◆ **DESCRIPTION OF THE TASK**:
Write out only the lines running from the one that contains "like [290, 183]." to the end of the material, both ends included.

◆ **DATASET RECORDS**:
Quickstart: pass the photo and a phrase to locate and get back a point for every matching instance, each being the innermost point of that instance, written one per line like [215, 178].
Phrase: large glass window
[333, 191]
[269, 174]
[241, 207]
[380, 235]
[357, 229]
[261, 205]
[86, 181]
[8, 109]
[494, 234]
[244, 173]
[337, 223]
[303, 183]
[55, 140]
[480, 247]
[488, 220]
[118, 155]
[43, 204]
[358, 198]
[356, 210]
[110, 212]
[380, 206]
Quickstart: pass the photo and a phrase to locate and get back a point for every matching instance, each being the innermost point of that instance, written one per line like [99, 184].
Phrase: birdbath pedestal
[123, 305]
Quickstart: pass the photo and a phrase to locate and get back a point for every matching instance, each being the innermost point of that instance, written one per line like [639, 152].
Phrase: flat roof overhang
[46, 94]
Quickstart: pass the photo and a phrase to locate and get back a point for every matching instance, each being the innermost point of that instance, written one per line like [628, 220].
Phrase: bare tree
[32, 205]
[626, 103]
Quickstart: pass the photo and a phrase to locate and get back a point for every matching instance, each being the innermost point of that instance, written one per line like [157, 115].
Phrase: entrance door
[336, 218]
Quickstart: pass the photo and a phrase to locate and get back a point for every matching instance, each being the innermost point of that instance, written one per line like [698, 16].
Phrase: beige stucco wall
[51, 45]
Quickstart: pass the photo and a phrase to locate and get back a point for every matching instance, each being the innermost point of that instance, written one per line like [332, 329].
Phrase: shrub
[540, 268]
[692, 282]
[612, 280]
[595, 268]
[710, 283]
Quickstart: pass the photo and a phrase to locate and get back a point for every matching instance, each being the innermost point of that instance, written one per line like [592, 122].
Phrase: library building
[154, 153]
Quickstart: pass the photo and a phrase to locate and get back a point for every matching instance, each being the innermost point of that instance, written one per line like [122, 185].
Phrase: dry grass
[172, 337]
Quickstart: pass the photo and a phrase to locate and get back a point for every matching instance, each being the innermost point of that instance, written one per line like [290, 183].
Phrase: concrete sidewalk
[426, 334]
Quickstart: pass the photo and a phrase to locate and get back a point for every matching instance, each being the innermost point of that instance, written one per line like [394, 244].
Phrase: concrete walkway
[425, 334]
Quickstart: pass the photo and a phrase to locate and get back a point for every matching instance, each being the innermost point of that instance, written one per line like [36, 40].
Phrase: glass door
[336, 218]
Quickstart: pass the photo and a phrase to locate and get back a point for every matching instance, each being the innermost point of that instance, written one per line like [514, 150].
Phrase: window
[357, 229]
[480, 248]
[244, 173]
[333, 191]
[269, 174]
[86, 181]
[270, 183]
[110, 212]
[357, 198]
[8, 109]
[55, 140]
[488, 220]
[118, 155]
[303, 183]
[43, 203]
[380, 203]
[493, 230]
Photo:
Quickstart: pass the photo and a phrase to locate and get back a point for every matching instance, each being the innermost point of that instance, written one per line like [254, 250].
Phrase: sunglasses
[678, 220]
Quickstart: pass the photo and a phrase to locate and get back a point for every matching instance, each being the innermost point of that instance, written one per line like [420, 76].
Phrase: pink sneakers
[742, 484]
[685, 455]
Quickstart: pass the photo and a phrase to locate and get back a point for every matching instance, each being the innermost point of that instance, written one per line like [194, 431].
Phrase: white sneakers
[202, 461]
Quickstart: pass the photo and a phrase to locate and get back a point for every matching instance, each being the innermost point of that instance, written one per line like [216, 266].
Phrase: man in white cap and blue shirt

◆ **EXERCISE OUTPUT**:
Quickstart: pass the photo and a phrase to locate and get back a point for every matching instance, each being the innermost point of that instance, written one per line like [290, 183].
Phrase: concrete sidewalk
[426, 334]
Quickstart: pass the photo and a phrase to locate and get back a point for every matching instance, each being the innermost point of that instance, written one per line like [394, 244].
Phrase: concrete walkway
[425, 334]
Quickstart: pass the photo and a phrase to locate and get back a point for every matching instance, each being the innermost point of that instance, written one per line like [36, 40].
Phrase: glass door
[336, 218]
Quickstart: pass the photo and a phrase to locate and get back a point for every matching instance, each being the innermost point of that instance, written one per line like [514, 150].
Phrase: window
[357, 229]
[480, 248]
[244, 173]
[333, 191]
[269, 174]
[86, 181]
[270, 183]
[110, 212]
[357, 198]
[8, 109]
[55, 140]
[488, 220]
[118, 155]
[303, 183]
[43, 203]
[380, 203]
[493, 230]
Photo:
Quickstart: pass the photo and a phrase to locate and get back a point for every matching instance, each being the innermost point of that instance, written one per line like [254, 250].
Phrase: sunglasses
[678, 220]
Quickstart: pass the photo and a phrase to locate and get back a point for every matching instance, each being the innermost point of that instance, written one per line like [420, 76].
Phrase: pink sneakers
[742, 484]
[685, 455]
Quickstart: pass the photo and a phrase to locate and get back a point for every matching instance, each being the innermost point of that instance, written one per line like [194, 431].
Phrase: white sneakers
[202, 461]
Quickstart: pass the photo and a phrase to locate and get back a point for every matching instance, each being the innermost point of that instance, written one per line like [216, 266].
Phrase: man in white cap and blue shirt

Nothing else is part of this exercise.